***** TEXT SEGMENT *****

Calling it the I.R.A. is an Insult
By David Nelson, CFA
The Inflation Reduction Act of 2022 has passed the Senate with a tie breaking vote from Vice President Kamala Harris. Democrats have been desperate to put some points on the board and the secret negotiations between Senator Joe Manchin and Majority leader Chuck Schumer pushed the bill closer to the finish line. It now heads to the house and if it passes there to the desk of the President.
The last holdout was Senator Kyrsten Sinema who held up the bill demanding the revised tax code on Carried Interest Income be taken out settling instead for a 1% tax on stock buybacks. I’ll touch on that in a second.
The bill will provide tax incentives to reduce carbon emissions and for the first time allow Medicare to negotiate the price of certain prescription drugs. (I’ll be covering this in a separate article as the the word negotiate hardly seems appropriate the way the legislation is written) To help pay for the above the bill establishes a 15% corporate minimum tax.
First of all, if you want to pass climate and tax legislation and you have the votes, go for it.

***** INFORMATION PROVIDED *****

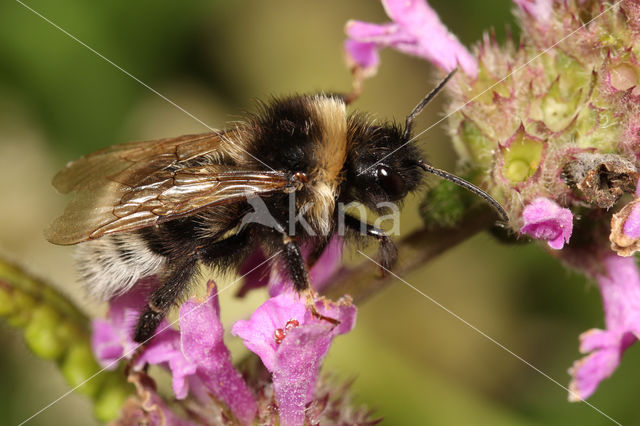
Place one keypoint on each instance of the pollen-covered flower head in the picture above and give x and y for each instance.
(550, 126)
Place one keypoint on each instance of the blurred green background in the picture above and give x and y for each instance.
(413, 362)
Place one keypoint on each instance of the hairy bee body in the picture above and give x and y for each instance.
(272, 182)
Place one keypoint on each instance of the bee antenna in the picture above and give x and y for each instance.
(423, 103)
(466, 185)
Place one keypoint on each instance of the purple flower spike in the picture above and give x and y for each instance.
(320, 273)
(546, 220)
(292, 344)
(620, 287)
(113, 338)
(415, 30)
(202, 345)
(540, 9)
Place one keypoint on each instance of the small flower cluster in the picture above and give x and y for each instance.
(552, 126)
(288, 339)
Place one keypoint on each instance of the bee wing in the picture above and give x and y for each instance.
(140, 184)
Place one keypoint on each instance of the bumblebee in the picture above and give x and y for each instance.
(162, 207)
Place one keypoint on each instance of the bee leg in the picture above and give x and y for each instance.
(300, 277)
(163, 298)
(316, 252)
(387, 251)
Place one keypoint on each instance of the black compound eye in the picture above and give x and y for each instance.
(391, 182)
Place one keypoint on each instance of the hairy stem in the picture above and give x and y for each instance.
(414, 250)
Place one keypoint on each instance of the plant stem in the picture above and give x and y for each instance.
(414, 250)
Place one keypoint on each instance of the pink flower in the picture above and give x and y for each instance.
(292, 344)
(148, 408)
(620, 287)
(415, 30)
(540, 10)
(196, 355)
(259, 274)
(112, 338)
(546, 220)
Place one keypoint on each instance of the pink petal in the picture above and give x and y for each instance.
(106, 343)
(546, 220)
(258, 331)
(590, 370)
(416, 30)
(620, 287)
(325, 267)
(632, 224)
(202, 344)
(112, 338)
(540, 10)
(295, 360)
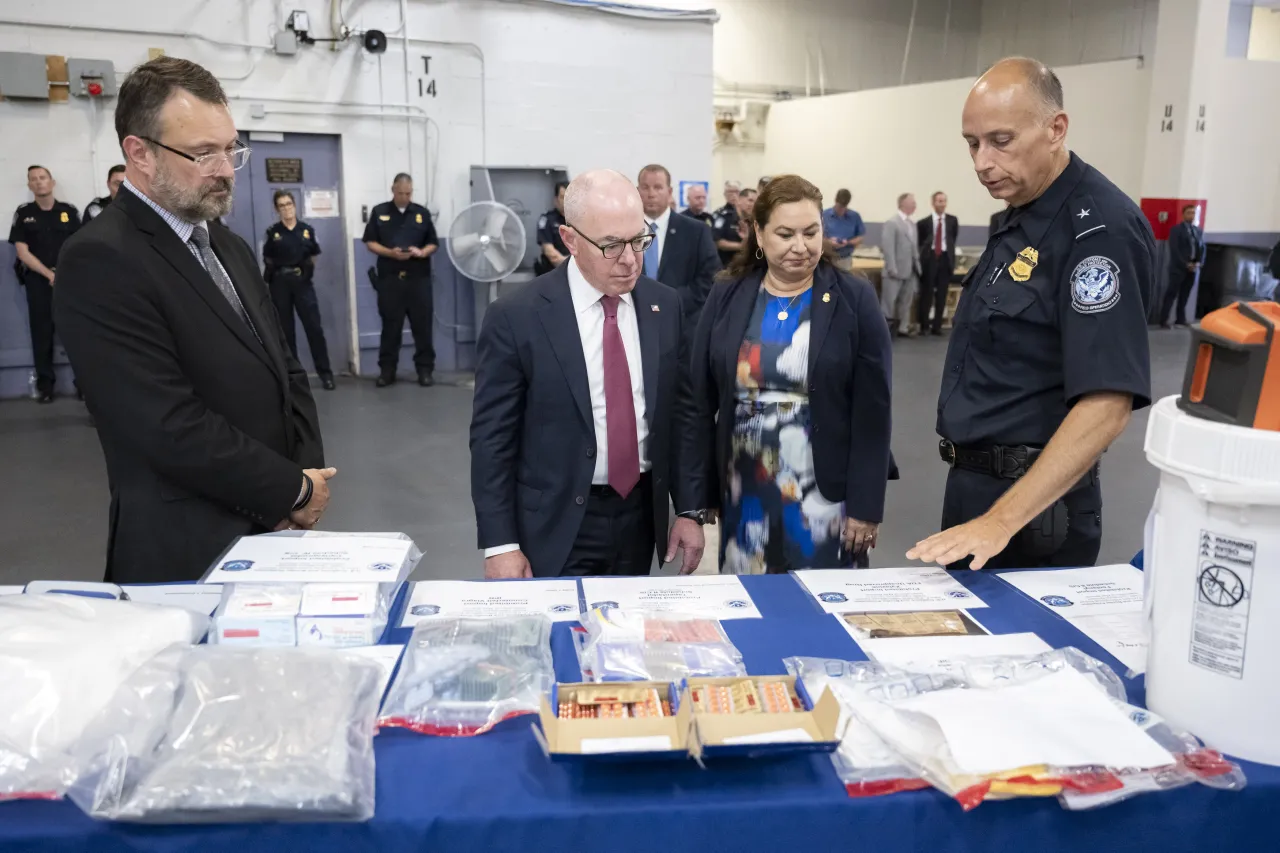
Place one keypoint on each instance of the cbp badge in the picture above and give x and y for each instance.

*****

WHAT YOU WILL DO: Pick up the opinion piece on the Inflation Reduction Act after its last sentence and keep writing it.

EXERCISE ANSWER:
But OWN IT! Calling it the Inflation Reduction Act of 2022 is an insult to the intelligence of anyone with a pulse.
The Penn Wharton Budget Model Summary:
Summary: PWBM and CBO find an almost identical impact of the Inflation Reduction Act of 2022 (“IRA”) on the budget, with small differences stemming from the timing of the corporate minimum tax revenue. The impact on inflation is statistically indistinguishable from zero for either estimate.
Even Senator Sanders sees it. The Hill
“According to the [Congressional Budget Office] and other economic organizations that have studied this bill, it will have a minimal impact on inflation,” Sanders declared on the Senate floor to open debate on the 755-page bill…
So, what did Joe and Kyrsten get for coming on board.
From the New York Times August 7th
Mr. Manchin’s recent surprise agreement to back the Biden administration’s historic climate legislation came about in part because the senator was promised something in return: not only support for the pipeline in his home state, but also expedited approval for pipelines and other infrastructure nationwide.
For those you who watch The Money Runner Podcast hosted by yours truly you’ve heard me say this often. In the end, Money Touches Everything, especially in Washington.
Carried Interest, the loophole that never dies
Alright, back to Senator Sinema and the Private Equity Lobby. According to the Financial Times the senator has received more than a half million dollars from the industry this election cycle.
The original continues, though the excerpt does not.